Verilen metin:

-*-*-

Melek fabrikası
Çocukken,
Erzurum’un soğuk ve lapa lapa karlı günlerinde, radyonun başına oturup,
istasyonları dolaşır, sözsüz müzik bulup dinlerdim. Hatta anamın: “Oğlum ne
anlıyorsun bunlardan” diye söylendiği de olmuştur… O zamanlar, sözsüz müzik
eşliğinde, ders çalıştığım günler olurdu, şimdi ise bazı günler, yazarken, sözsüz
müzik dinlerim ve bazen düşüncelerimin sözsüz müziğe güfte oluşunu da hissetmişimdir…
Her şeyin
şerlisi olduğu gibi müziğinde şerlisi, isyana, şehvete, ümitsizliğe sürükleyeni
vardır... Meşru müzik ve güzel sözler,
atomların, meleklerin sesi ve ruhun da notalara düşmüş halidir. Müzik ile
uğraşanlar ve hitabet ehli olanlar iyi düşünmelidirler: Kötü müzik, kötü
konuşma şeytanların çoğalmasına; rahmani müzik ve güzel konuşmalar ise
meleklerin çoğalmasına sebep olur... Bizler, Cüz’î irâde sâhipleriyiz; tercih
bizim; müzik ve insan ağzı ya şeytan imalat yeri olacak, ya da melek fabrikası
olacaktır. Ya hayra, ya da şerre sebep olacağız…
Sanki sözsüz müzik
bir film platosu gibidir; düşünceler orada rol keserler... İyi rollere
vesile olan müzik ise dinleyicisine huzur verir; içi dolu konuşmalar ise hayattaki
asıl rolümüzü bize hatırlatır, hakikatlere yakınlaştırırlar… Düşünüyorum da:
Türk milletini sefer için, Tekbir sesleri ve mehterden başka ne coşturabilir
ki?
Evet, kötü müzik, kötü konuşma şeytanların
çoğalmasına; rahmani müzik ve güzel konuşmalar meleklerin çoğalmasına sebep
olurlar... Özellikle
sesli Kur'an okumak, kelime-i tevhid, selat-ü selam getirmek adeta bir melek fabrikasıdır...

-*-*-

Kullanılacak veriler:
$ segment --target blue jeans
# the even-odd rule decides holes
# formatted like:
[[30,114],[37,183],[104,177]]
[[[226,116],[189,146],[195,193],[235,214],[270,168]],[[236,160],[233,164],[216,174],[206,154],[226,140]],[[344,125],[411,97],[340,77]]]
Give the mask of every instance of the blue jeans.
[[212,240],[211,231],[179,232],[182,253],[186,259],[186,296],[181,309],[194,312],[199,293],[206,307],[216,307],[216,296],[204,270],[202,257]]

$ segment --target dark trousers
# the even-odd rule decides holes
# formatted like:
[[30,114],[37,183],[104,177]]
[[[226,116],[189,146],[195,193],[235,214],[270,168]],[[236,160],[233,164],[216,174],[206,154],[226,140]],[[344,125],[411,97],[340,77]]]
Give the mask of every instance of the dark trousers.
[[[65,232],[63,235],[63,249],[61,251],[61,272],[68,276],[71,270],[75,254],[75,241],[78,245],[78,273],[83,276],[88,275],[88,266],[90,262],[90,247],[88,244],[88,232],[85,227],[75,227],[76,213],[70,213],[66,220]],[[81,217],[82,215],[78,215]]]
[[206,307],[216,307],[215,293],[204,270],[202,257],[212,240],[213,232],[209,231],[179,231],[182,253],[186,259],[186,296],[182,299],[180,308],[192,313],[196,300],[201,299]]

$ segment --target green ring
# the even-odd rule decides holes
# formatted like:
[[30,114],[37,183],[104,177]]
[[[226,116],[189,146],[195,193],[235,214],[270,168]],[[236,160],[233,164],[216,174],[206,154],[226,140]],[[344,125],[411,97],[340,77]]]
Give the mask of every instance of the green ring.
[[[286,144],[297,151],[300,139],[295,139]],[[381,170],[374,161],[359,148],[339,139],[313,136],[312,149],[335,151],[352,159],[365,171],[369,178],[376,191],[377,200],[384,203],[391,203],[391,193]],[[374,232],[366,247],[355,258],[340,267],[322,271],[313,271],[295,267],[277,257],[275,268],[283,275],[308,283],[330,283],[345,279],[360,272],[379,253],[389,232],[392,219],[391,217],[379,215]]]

-*-*-

Alıştırma 1:
Müzik üzerine yazılmış metne göre şu soruları yanıtlayın:
(a) Anlatıcı çocukken hangi şehrin soğuk ve karlı günlerinde radyonun başına oturur?
(b) Sözsüz müzik neye benzetiliyor?
(c) Metnin sonunda adeta bir melek fabrikası sayılan üç şey nedir?
Alıştırma 2:
Kayıtlarda "--target green ring" ifadesini içeren satırdan başlayıp kayıtların sonuna kadar uzanan satırları, istekler dahil, yeniden yazın ve yalnızca bunları verin. Yanıtlardaki çokgen koordinatlarını 1,95 ile çarparak ölçekleyin ve buçukları yukarı yuvarlayarak tam sayıya çevirin; isteklerdeki ve biçim örneklerindeki sayılara dokunmayın.
Metin ile kayıtlar birbirinden bağımsızdır.

Sonuç 1:
(a) Erzurum.
(b) Düşüncelerin rol kestiği bir film platosuna.
(c) Sesli Kur'an okumak, kelime-i tevhid ve selat-ü selam getirmek.

Sonuç 2:
$ segment --target green ring
# the even-odd rule decides holes
# formatted like:
[[30,114],[37,183],[104,177]]
[[[226,116],[189,146],[195,193],[235,214],[270,168]],[[236,160],[233,164],[216,174],[206,154],[226,140]],[[344,125],[411,97],[340,77]]]
Give the mask of every instance of the green ring.
[[[558,281],[579,294],[585,271],[575,271]],[[743,332],[729,314],[700,289],[661,271],[610,265],[608,291],[653,294],[686,310],[712,333],[720,347],[733,372],[735,390],[749,396],[762,396],[762,376]],[[729,452],[714,482],[692,503],[663,521],[628,528],[610,528],[575,521],[540,501],[536,523],[552,536],[601,552],[644,552],[673,544],[702,530],[739,493],[759,452],[764,427],[762,423],[739,419]]]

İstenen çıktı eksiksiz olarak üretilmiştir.